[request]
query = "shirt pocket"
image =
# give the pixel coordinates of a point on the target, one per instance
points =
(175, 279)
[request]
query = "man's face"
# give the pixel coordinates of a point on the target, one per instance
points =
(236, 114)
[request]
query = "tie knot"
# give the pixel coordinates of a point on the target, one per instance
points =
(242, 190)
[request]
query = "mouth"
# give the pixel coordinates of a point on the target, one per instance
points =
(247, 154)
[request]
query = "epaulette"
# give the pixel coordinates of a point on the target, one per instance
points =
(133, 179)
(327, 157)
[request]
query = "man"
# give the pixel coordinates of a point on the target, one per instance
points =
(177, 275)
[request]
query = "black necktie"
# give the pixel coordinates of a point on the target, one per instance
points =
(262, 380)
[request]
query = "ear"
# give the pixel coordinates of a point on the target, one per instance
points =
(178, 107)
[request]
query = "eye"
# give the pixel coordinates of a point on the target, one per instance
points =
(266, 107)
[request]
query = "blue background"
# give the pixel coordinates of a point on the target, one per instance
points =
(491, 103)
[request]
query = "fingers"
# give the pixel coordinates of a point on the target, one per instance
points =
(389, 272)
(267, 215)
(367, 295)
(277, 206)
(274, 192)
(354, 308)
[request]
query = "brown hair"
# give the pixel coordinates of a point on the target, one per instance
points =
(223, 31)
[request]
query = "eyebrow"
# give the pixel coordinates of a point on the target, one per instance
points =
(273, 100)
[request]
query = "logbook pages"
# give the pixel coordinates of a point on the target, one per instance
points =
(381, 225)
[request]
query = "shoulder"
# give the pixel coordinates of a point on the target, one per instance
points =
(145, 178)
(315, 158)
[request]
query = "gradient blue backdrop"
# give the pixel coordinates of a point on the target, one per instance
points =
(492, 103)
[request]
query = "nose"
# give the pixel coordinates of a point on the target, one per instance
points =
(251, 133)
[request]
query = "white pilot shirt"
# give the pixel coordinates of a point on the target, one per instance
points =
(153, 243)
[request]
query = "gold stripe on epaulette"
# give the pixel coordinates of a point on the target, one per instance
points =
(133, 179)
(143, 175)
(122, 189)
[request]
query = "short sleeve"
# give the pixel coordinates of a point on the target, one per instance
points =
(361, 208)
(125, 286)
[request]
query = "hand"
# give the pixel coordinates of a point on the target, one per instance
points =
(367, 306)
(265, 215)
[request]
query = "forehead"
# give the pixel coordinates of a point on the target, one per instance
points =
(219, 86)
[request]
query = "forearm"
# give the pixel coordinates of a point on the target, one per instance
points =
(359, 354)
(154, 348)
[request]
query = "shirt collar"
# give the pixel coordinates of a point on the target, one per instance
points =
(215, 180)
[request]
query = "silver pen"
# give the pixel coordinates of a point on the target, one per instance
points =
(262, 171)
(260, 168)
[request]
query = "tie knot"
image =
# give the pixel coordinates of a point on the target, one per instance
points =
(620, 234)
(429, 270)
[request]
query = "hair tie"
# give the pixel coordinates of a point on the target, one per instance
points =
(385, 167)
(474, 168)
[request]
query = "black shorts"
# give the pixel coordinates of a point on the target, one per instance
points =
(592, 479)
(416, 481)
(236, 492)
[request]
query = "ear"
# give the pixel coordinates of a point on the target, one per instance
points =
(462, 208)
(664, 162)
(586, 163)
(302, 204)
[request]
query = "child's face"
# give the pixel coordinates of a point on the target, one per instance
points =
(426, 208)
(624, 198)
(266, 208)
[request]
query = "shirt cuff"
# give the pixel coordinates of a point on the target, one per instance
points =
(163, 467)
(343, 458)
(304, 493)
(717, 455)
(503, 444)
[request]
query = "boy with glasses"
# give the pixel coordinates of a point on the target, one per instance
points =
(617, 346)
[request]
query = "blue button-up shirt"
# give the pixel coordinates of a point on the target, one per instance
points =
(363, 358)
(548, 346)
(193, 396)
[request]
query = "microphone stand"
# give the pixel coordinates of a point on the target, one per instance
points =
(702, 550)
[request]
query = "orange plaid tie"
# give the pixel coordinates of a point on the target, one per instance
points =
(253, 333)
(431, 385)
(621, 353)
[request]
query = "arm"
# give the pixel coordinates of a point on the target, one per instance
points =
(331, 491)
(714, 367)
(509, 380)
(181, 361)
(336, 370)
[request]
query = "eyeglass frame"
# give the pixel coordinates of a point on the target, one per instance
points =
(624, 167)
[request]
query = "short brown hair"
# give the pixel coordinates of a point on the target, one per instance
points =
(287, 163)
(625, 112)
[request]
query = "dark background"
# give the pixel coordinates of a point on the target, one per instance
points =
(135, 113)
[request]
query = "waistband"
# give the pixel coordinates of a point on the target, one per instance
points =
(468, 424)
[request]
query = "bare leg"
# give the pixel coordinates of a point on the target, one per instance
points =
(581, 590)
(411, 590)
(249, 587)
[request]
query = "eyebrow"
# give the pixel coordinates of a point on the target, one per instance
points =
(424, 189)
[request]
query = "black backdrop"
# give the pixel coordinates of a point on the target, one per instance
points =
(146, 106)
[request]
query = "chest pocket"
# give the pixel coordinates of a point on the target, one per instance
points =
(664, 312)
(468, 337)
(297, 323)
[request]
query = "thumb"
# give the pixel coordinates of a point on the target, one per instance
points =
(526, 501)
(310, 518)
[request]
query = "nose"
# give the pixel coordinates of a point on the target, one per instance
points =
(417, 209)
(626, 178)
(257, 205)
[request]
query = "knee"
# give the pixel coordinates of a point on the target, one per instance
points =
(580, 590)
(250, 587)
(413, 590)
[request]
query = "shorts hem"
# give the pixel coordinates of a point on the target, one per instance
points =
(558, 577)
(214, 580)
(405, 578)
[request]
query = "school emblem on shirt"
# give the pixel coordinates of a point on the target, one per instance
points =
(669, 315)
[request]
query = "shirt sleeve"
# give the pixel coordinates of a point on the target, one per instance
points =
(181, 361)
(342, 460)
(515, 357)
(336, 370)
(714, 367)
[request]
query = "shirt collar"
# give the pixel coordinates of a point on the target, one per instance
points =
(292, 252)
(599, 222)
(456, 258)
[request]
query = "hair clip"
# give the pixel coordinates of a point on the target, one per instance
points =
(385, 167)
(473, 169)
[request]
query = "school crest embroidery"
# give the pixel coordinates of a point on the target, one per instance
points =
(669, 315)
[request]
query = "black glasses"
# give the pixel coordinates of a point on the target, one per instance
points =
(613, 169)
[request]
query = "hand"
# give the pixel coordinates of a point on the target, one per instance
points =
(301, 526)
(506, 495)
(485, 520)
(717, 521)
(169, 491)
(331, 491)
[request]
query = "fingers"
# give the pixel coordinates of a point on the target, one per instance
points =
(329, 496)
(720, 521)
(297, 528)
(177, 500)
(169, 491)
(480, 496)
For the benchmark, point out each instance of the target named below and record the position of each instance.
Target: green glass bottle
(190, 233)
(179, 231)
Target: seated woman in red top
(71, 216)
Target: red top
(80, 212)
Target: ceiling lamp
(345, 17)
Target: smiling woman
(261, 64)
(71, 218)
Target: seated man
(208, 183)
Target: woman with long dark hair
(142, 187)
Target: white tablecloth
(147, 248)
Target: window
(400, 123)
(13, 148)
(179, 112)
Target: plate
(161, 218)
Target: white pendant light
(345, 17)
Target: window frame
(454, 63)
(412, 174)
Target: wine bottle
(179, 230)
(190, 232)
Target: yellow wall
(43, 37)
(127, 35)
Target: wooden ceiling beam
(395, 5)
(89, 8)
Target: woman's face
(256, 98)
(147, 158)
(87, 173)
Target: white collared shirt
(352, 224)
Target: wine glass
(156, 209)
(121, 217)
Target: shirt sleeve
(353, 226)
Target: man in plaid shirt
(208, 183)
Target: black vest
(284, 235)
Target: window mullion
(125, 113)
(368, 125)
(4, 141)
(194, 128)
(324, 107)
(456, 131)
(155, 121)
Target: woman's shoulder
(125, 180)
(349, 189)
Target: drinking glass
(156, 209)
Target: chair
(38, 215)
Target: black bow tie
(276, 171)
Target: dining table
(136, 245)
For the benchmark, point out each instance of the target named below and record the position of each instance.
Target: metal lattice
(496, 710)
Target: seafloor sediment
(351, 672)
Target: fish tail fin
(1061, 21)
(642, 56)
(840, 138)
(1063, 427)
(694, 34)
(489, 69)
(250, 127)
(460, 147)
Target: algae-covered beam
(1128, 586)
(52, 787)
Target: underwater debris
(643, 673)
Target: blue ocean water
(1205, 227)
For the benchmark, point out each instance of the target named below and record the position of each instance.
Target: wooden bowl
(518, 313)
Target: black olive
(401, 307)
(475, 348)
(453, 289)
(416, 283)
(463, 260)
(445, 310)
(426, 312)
———
Every line from the one containing "Target: seafloor sediment" through the last line must be copied exactly; leave out the rest.

Target: seafloor sediment
(351, 672)
Target: fish tail fin
(1061, 21)
(642, 56)
(840, 138)
(1063, 427)
(694, 34)
(489, 69)
(250, 127)
(460, 147)
Target: algae-covered beam
(1128, 586)
(52, 787)
Target: underwater debris
(643, 673)
Target: blue ocean water
(1205, 227)
For the benchmark, point out each instance of the target named below and record the position of each instance.
Target: wooden bowl
(518, 313)
Target: black olive
(401, 307)
(475, 348)
(453, 289)
(416, 283)
(463, 260)
(445, 310)
(426, 312)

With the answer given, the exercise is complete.